• **WHAT THIS TASK INVOLVES**:
Format the stretch from the start of the items through the line containing "[367,195,382,208]" as a two-column CSV with the columns item_text and boxes. Give one row per item, putting its text and its answer each in a single quoted field with line breaks turned into spaces, and leave the pictures out.

(Box-labeled dataset extracts)

- - - - -

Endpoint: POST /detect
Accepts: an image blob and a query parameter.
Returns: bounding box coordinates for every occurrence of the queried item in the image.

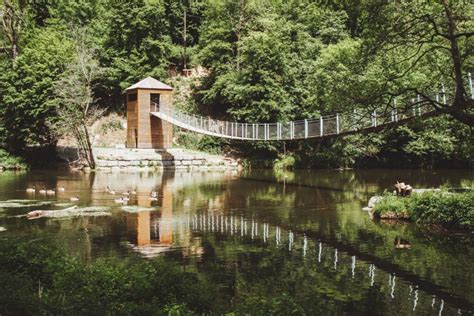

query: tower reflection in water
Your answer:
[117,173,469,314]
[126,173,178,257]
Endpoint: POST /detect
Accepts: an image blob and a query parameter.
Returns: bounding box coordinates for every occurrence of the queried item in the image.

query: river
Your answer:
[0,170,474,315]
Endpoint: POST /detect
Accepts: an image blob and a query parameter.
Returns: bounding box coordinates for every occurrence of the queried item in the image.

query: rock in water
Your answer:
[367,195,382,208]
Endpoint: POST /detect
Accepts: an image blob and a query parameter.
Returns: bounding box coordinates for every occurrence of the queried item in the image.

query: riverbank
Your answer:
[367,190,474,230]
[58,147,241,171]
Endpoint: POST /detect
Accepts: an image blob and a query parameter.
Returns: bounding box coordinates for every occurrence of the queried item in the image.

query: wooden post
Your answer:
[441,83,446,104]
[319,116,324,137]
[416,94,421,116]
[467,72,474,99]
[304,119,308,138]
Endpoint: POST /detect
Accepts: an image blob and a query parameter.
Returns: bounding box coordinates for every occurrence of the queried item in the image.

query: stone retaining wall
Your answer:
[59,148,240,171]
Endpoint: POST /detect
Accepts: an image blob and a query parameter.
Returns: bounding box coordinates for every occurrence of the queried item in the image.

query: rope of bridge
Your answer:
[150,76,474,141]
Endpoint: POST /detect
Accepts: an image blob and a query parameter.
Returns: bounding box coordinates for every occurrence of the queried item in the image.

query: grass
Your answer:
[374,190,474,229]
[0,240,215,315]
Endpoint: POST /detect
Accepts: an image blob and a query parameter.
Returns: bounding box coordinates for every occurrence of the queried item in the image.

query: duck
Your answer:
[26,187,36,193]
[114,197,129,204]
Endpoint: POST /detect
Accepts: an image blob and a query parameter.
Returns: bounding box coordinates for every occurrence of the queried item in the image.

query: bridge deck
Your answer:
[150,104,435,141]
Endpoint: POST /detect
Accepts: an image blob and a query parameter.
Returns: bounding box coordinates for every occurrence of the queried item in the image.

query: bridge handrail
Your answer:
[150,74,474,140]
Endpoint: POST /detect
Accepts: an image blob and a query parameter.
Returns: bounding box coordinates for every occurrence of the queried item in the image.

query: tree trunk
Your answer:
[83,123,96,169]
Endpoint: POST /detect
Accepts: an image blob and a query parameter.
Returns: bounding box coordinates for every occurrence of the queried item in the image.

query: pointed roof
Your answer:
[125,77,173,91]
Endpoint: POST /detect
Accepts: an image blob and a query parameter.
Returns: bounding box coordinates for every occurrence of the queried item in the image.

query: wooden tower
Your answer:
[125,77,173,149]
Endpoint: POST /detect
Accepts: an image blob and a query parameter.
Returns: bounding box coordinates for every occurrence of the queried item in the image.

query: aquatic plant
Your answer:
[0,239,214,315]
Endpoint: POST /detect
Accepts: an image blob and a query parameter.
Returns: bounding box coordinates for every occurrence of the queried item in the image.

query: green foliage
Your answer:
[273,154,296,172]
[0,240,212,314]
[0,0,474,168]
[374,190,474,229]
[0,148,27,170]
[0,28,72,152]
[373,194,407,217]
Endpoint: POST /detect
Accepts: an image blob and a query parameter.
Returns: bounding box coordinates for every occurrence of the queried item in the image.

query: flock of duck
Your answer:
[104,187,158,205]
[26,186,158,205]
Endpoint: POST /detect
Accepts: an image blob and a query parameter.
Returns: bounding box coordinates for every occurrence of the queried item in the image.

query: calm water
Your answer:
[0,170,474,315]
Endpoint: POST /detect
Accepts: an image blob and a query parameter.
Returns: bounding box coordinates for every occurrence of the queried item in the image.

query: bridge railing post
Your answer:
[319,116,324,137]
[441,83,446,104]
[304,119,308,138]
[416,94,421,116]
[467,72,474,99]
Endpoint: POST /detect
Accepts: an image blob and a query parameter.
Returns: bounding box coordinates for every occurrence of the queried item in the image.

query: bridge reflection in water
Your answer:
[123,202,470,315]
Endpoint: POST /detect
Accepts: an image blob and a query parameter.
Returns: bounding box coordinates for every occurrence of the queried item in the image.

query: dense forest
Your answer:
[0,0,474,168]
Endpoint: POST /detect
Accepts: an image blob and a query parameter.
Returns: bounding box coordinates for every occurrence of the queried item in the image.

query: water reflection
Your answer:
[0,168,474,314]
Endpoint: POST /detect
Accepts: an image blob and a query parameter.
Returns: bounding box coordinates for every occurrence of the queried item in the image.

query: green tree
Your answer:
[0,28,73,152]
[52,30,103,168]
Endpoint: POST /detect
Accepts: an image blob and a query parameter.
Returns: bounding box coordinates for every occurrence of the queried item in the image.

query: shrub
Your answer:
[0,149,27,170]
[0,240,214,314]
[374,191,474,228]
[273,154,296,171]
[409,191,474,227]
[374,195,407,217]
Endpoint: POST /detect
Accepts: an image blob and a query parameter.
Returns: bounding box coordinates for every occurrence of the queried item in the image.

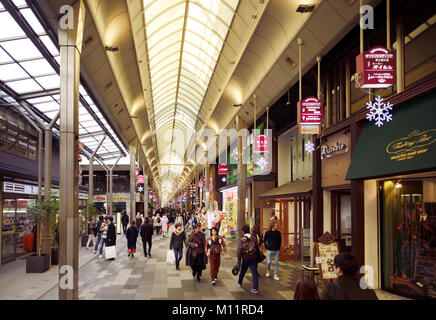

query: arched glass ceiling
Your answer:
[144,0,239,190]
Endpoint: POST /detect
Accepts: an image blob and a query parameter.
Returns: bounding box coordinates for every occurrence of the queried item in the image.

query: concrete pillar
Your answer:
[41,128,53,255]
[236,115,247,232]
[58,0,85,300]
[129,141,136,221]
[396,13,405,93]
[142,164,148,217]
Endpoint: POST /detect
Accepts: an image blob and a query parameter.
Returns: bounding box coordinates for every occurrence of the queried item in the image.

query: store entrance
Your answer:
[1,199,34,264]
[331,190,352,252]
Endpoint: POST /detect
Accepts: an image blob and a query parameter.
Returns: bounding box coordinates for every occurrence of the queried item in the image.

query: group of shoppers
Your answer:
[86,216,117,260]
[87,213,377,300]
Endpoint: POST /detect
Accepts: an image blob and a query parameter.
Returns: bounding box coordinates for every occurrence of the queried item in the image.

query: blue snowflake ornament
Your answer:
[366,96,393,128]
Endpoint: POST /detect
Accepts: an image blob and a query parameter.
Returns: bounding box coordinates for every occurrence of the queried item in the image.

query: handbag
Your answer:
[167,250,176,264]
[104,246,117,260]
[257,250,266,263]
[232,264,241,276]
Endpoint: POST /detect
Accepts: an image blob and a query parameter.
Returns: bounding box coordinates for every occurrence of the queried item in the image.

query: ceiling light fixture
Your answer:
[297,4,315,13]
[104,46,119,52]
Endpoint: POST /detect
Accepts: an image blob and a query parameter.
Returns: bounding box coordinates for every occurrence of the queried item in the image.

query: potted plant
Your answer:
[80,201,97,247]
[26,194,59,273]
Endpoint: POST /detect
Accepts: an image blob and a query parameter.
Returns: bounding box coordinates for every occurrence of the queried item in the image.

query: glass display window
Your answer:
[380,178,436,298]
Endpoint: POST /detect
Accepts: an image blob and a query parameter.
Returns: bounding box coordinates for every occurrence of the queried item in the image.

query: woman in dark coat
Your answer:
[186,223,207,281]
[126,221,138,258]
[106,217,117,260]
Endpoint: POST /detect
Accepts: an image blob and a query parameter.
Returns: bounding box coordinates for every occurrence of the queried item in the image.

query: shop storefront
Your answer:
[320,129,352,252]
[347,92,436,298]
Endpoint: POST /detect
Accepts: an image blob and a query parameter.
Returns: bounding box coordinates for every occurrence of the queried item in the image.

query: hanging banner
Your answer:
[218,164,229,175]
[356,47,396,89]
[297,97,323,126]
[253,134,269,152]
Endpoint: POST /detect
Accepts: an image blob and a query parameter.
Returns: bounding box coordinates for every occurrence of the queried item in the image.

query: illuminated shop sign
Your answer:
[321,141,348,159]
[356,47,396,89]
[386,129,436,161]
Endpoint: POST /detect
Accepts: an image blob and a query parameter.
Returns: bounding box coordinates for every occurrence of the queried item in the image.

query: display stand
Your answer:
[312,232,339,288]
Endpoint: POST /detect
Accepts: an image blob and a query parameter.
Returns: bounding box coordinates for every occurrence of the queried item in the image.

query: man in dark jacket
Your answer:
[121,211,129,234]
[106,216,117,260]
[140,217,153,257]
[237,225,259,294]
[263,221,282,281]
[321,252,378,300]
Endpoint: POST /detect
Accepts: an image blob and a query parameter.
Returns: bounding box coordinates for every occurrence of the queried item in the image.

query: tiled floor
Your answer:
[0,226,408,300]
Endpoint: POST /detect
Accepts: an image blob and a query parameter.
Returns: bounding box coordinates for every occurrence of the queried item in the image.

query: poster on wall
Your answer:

- - - - -

• **SOLUTION TO THIS TASK**:
item_text,boxes
"Endpoint: POST /detect Accepts: an image blob and a query parameter. Returns: bounding box coordinates for every occurrence of the queried item in the image. query: tower reflection in water Your answer:","[117,173,469,314] [126,173,178,257]"
"Endpoint: POST /detect Accepts: an image blob and a query parameter. Returns: bounding box coordinates for every occurrence of the queried item in the image. query: river Your answer:","[0,170,474,315]"
"Endpoint: POST /detect Accepts: an image blob and a query parameter. Returns: bounding box coordinates for every occurrence of the queried item in the image. query: rock in water Your answer:","[367,195,382,208]"